Excerpt
------------------------------------------------------------
E. Nonulcer Dyspepsia (NUD) [2,5,30] navigator

  1. Causes as described above
    1. Gastritis syndromes
    2. Malabsorption - usually carbohydrates
    3. Duodenitis
    4. Biliary (enterogastric) reflux
    5. Small-instestinal parasite, especially Giardia, Strongyloides
    6. Chronic Pancreatitis
    7. Psychiastric disorders
    8. Reflux esophagitis - nonerosive
    9. Gastroparesis - idiopathic, diabetic, others
    10. Small intestinal dysmotility
    11. Abnormal gallbladder and biliary tract motility
    12. No clear etiology in ~60% of cases ("functional" dyspepsia" - see below)
  2. Functional Dyspepsia [42]
    1. Ulcer-like, dysmotility-like
    2. No structural lesions causing symptoms are found
    3. Believed to be due to abnormal upper GI function
  3. High Risk for Serious Organic Causes of Dyspepsia
    1. Age >49 years
    2. Anorexia or weight loss
    3. Dysphagia or Odynophagia
    4. Vomiting
    5. Anemia
    6. Positive fecal occult blood test
    7. Jaundice
    8. Failure of several empirical treatments
    9. Strong familial history of cancer
  4. Evaluation
    1. Must rule out serious causes of dyspepsia
    2. Clinical history cannot reliably distinuish between organic and functional dyspepsia [23]
    3. Endoscopy is generally considered the gold standard
    4. Strongly consider endoscopy if likelihood of organic disorder is high (see below)
    5. Empiric therapy may be tried if patient is unlikely to have serious cause of NUD
  5. Empiric Therapy [2,30]
    1. Dietary modification - limited evidence to support therapeutic benefit
    2. Psychological therapy - improves quality of life, reduces physician visits
    3. Helicobacter pylori eradication - small but significant benefit (NNT = 14) [30]
    4. H. pylori eradication for pure non-ulcer dyspepsia is beneficial in ~20% of patients [31,32]
    5. Proton pump inhibitors - benefit over placebo with NNT 9-14 [41]
    6. Antidepressants / anxiolytics - probably most effective (>50% reduction)
    7. Prokinetic Agents - efficacy 2X of placebo (NNT >4)
    8. Metoclopramide - poorly documented efficacy but often used
    9. Droperidone - improves global symptoms as assessed by clinician
    10. Itopride (dopamine D2 antagonist with cholinesterase inhibition activity) used in Japan
    11. Itopride 100mg and 200mg po tid superior to placebo on improving symptoms [42]
    12. Multiple agents often used together with psychological therapy
  6. Single Day Eradication of H. Pylori in Dyspepsia [38,39]
    1. May be as effective as 7 day therapy but not yet FDA approved
    2. Each of these is given over 1 day:
    3. 2 tablets 262mg bismuth subsalicylate 4 times
    4. Amoxicillin 2gm suspension 4 times
    5. Lan 30mg one tablet
    6. Eradication rates of 20-95% reported

F. Menetrier's Diseasenavigator

  1. Rare, acquired, premalignant hypertrophic lesion of the stomach
    1. Main symptom is epigastric pain
    2. Excess mucous secretion
    3. Hypochlorhydria
    4. Anorexia and weight loss
    5. Hypoproteinemia in later stages
    6. May progress to gastric carcinoma
  2. Large tortuous hypertrophic gastric folds
    1. May be focal or diffuse within the stomach
    2. Hyperplasia of surface and glandular mucous cells
    3. No inflammation
  3. May be associated with cytomegalovirus (CMV) or Helicobacter pylori infection
  4. Increased signalling through epidermal growth factor receptor (EGF-R)
------------------------------------------------------------
Text-to-region grounding data
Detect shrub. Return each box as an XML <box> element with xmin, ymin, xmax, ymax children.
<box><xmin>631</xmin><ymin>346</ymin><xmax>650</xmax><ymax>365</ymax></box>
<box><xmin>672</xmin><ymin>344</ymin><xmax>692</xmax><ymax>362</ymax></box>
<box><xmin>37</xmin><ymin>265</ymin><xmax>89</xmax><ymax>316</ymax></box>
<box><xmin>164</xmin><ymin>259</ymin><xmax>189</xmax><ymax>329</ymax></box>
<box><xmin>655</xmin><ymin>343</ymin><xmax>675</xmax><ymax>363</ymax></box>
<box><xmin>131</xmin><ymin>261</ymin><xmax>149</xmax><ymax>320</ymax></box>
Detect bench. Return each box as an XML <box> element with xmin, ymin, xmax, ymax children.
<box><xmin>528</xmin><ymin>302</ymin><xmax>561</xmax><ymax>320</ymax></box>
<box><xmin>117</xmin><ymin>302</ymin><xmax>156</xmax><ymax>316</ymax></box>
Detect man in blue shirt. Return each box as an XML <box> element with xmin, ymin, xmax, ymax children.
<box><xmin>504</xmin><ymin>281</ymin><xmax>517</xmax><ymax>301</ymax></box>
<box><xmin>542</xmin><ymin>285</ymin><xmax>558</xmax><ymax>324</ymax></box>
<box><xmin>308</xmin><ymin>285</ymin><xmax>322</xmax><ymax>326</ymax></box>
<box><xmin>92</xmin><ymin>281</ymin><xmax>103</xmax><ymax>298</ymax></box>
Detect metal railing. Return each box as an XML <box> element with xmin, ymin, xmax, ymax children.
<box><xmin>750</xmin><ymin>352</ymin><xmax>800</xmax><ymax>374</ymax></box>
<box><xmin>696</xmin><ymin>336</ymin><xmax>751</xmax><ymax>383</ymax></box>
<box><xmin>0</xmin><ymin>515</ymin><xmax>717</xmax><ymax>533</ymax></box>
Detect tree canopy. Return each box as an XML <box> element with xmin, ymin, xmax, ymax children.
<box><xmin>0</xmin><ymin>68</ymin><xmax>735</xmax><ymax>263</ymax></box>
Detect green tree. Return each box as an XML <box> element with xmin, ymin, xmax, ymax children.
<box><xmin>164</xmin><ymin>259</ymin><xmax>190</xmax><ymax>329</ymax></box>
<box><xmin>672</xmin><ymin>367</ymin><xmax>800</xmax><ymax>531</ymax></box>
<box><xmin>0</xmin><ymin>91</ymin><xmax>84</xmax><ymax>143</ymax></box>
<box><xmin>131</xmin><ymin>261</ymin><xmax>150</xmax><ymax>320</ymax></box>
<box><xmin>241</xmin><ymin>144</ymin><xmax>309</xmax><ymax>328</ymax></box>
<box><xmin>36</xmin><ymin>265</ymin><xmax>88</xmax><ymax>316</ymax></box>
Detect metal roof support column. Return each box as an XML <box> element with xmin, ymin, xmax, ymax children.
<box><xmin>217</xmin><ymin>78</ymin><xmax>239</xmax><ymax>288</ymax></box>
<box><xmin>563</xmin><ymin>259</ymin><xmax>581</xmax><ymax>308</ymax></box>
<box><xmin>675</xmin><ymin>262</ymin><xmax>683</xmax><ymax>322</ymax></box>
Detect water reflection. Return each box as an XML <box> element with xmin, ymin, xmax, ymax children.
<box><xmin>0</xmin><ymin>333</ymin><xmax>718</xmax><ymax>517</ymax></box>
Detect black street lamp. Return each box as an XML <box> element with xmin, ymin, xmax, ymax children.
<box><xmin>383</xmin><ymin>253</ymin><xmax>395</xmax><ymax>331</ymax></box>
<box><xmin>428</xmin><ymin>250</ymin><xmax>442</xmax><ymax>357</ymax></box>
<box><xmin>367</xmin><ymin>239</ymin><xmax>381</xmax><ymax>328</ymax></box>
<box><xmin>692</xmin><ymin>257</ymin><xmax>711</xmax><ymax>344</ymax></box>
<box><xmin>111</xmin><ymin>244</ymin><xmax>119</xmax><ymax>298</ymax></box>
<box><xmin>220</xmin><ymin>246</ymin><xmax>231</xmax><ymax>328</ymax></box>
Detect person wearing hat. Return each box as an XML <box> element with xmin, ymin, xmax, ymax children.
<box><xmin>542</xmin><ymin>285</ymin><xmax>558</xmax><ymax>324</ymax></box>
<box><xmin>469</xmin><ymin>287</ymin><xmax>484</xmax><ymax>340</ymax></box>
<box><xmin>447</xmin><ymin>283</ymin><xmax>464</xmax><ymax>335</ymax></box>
------------------------------------------------------------
Required tasks
1. According to the medical outline, what is generally considered the gold standard for evaluating dyspepsia?
2. Carry on the medical outline from the point where it stops, keeping its format.
The listing isn't needed for any of this work.

Solved problems
1. Endoscopy.

2.
  5. May progress to a protein losing gastropathy with hypoalbuminemia and edema
  6. Diagnosis by deep mucosal biopsy (to rule out gastric malignancy)
  7. Treatment
    1. Largerly empirical with mixed results
    2. Anti-cholinergic agents or histamine blockers may be helpful
    3. Proton pump inhibitors (PPI)
    4. Weekly treatments for one month with anti-EGF-R antibody reduced symptoms and induced regression of hypertrophy in one case report [33]

G. Gastric Cancer navigator

  1. About 10% of gastric ulcers are neoplastic (adenocarcinoma)
    1. Infection with H. pylori was strongly associated with of gastric cancer [2]
    2. No absolute causal role has been demonstrated to date
  2. Gastric Lymphoma has been linked to H. pylori [2,34]
    1. H. pylori is causative for Mucosal Associated Lmphoma Tissue (MALT)
    2. In a study of 25 patients with MALT Lymphoma, 15 patients had complete or near complete tumor regression when H. pylori was eradicated

H. Zollinger-Ellison Syndrome [35] navigator

  1. Hypersecretion of gastrin leads to hyperacidity and ulceration
  2. Symptoms
    1. Hearburn
    2. Epigastric and Non-specific Abdominal Pain
    3. Diarrhea
    4. Multiple peptic ulcers including in the jejunum
    5. Refractory ulcer disease or multiple, large ulcers
  3. Diagnosis
    1. Fasting gastrin level elevated (normal <100ng/L)
    2. Abnormal increase gastrin level post secretin challenge
    3. Normal response: gastrin level <200ng/L
    4. Basal acid output increased (normal <10mEq/hr)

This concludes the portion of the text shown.